▸ **INSTRUCTION**
Recast the lines of all the entries as a numbered list, omitting blank lines and leaving the pictures out.

[Photo object pointing entries]

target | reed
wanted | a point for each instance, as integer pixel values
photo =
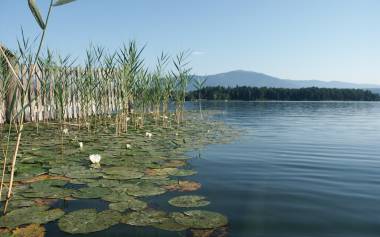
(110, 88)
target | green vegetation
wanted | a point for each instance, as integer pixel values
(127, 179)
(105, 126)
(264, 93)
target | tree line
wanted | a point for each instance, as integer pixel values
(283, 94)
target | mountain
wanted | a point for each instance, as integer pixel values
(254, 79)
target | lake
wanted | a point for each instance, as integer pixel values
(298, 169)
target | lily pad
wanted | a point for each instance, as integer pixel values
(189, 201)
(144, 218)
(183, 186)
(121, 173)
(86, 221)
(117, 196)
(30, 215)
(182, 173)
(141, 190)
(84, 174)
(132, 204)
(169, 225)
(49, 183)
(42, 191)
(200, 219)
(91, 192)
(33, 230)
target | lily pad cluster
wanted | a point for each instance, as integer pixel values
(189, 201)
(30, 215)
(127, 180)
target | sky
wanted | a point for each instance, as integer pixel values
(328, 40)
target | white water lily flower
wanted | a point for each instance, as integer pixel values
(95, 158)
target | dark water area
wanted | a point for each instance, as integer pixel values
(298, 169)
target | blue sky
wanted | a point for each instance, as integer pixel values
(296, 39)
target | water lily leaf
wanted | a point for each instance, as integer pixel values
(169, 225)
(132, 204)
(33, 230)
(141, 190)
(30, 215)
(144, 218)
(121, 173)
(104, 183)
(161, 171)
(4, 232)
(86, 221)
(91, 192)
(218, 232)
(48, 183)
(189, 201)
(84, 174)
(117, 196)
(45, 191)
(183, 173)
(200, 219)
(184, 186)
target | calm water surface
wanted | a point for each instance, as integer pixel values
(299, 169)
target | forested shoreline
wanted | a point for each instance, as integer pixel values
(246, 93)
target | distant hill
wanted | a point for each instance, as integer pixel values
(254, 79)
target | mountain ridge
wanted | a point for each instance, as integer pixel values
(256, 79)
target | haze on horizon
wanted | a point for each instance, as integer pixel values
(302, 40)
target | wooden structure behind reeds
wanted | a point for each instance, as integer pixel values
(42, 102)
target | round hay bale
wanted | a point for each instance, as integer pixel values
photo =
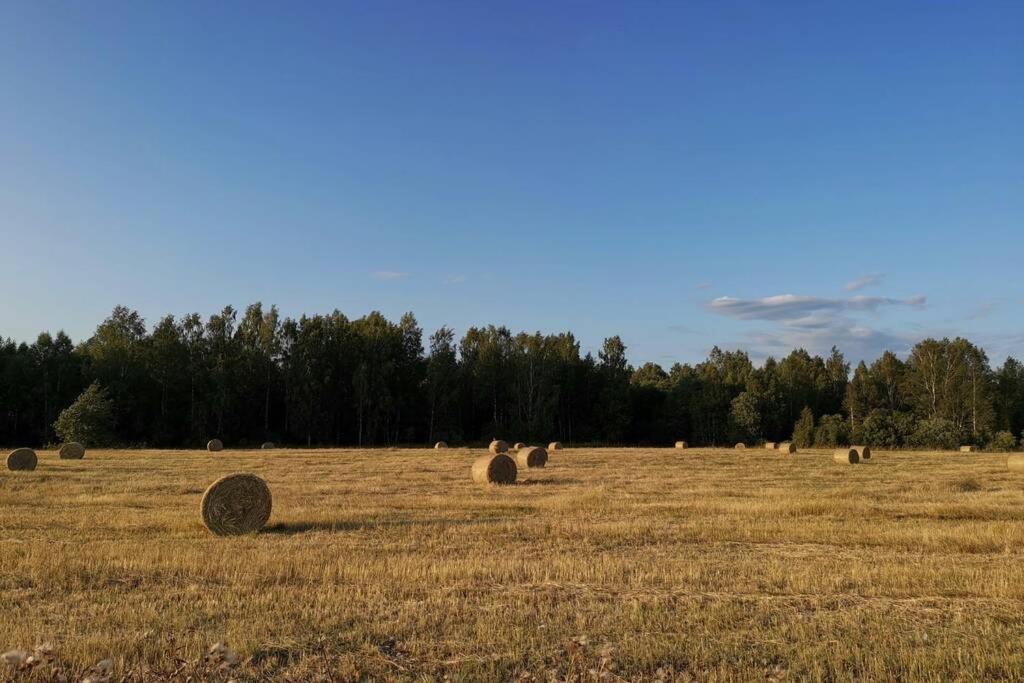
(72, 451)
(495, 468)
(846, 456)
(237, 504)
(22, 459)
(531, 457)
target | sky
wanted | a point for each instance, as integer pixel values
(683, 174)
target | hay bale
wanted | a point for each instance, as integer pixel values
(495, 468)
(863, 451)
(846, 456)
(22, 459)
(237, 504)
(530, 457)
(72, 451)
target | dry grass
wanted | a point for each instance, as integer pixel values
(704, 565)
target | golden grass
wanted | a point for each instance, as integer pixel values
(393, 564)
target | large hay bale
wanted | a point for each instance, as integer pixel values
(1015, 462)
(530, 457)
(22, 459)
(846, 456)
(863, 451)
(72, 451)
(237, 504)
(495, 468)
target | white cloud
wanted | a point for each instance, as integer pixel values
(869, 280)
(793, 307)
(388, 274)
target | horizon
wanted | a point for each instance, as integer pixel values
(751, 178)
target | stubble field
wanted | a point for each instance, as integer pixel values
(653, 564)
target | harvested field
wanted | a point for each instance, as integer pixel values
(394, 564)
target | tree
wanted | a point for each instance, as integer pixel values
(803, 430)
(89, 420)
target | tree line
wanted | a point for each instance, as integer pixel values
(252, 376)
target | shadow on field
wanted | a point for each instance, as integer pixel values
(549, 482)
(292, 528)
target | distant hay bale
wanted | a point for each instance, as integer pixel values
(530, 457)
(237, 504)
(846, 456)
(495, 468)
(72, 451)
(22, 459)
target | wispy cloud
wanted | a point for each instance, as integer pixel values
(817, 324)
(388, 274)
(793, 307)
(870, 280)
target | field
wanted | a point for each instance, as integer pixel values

▸ **REPLY**
1. target | reed
2. wanted | a point for each instance, as integer pixel values
3. photo =
4. (110, 88)
5. target | green vegetation
6. wanted | a point for each instance, as integer pixel values
7. (127, 179)
8. (105, 126)
9. (264, 93)
10. target | tree line
11. wanted | a point for each instance, as integer pixel values
12. (283, 94)
13. target | mountain
14. wanted | a point for each instance, as integer pixel values
15. (254, 79)
16. target | lake
17. wanted | a point for each instance, as integer pixel values
18. (298, 169)
19. target | lily pad
20. wanted | a point for each instance, as integer pixel values
21. (189, 201)
22. (144, 218)
23. (183, 186)
24. (121, 173)
25. (86, 221)
26. (117, 196)
27. (30, 215)
28. (182, 173)
29. (141, 190)
30. (84, 174)
31. (132, 204)
32. (169, 225)
33. (49, 183)
34. (42, 191)
35. (200, 219)
36. (91, 192)
37. (33, 230)
38. target | lily pad cluster
39. wanted | a point for each instance, as integer pixel values
40. (189, 201)
41. (30, 215)
42. (127, 180)
43. target | sky
44. wanted | a point for each instance, as integer pixel values
45. (328, 40)
46. target | white water lily flower
47. wanted | a point for each instance, as integer pixel values
48. (95, 158)
49. target | dark water area
50. wanted | a point for each instance, as integer pixel values
51. (298, 169)
52. target | blue sky
53. wanted | a point for each instance, as integer pixel values
54. (296, 39)
55. target | water lily leaf
56. wanted | a point for each instance, as integer pixel values
57. (169, 225)
58. (132, 204)
59. (33, 230)
60. (141, 190)
61. (30, 215)
62. (144, 218)
63. (121, 173)
64. (104, 183)
65. (161, 171)
66. (4, 232)
67. (86, 221)
68. (91, 192)
69. (218, 232)
70. (48, 183)
71. (189, 201)
72. (84, 174)
73. (117, 196)
74. (45, 191)
75. (183, 173)
76. (200, 219)
77. (184, 186)
78. target | calm water surface
79. wanted | a point for each instance, as integer pixel values
80. (299, 169)
81. target | forested shoreline
82. wanted | a point for each instance, as integer pixel values
83. (246, 93)
84. target | distant hill
85. wanted | a point for each instance, as integer pixel values
86. (254, 79)
87. target | mountain ridge
88. wanted | a point for each instance, as integer pixel values
89. (256, 79)
90. target | haze on horizon
91. wanted | a point for each instance, as integer pixel values
92. (302, 40)
93. target | wooden structure behind reeds
94. wanted | a point for each instance, as integer pixel values
95. (42, 102)
96. target | round hay bale
97. wanted | a point for each instance, as integer pixel values
98. photo =
99. (72, 451)
100. (495, 468)
101. (846, 456)
102. (237, 504)
103. (22, 459)
104. (531, 457)
105. target | sky
106. wanted | a point for each instance, as integer pixel values
107. (683, 174)
108. target | hay bale
109. wanted | a point for each instance, as integer pixel values
110. (495, 468)
111. (863, 451)
112. (846, 456)
113. (22, 459)
114. (237, 504)
115. (530, 457)
116. (72, 451)
117. target | dry grass
118. wanted | a point for each instance, as integer pixel values
119. (704, 565)
120. target | golden grass
121. wanted | a point for each instance, as integer pixel values
122. (393, 564)
123. target | large hay bale
124. wanted | a point for each instance, as integer pixel values
125. (1015, 462)
126. (530, 457)
127. (22, 459)
128. (846, 456)
129. (863, 451)
130. (72, 451)
131. (237, 504)
132. (495, 468)
133. target | white cloud
134. wanted | a point for each instance, as integer pixel values
135. (869, 280)
136. (793, 307)
137. (388, 274)
138. target | horizon
139. wanted | a point for each instance, as integer pixel values
140. (751, 178)
141. target | stubble field
142. wanted | a point for each instance, as integer pixel values
143. (653, 564)
144. target | harvested field
145. wanted | a point for each instance, as integer pixel values
146. (394, 564)
147. target | tree
148. wanted | a point for each instance, as integer pixel values
149. (803, 430)
150. (89, 420)
151. target | tree line
152. wanted | a point for each instance, as integer pixel values
153. (252, 376)
154. target | shadow on field
155. wanted | a point for each instance, as integer pixel values
156. (549, 482)
157. (292, 528)
158. target | distant hay bale
159. wanted | a point for each instance, as integer pixel values
160. (530, 457)
161. (237, 504)
162. (846, 456)
163. (495, 468)
164. (72, 451)
165. (22, 459)
166. target | wispy cloud
167. wanted | a point for each instance, as integer pixel values
168. (817, 324)
169. (388, 274)
170. (793, 307)
171. (870, 280)
172. target | field
173. wanted | a point for each instance, as integer pixel values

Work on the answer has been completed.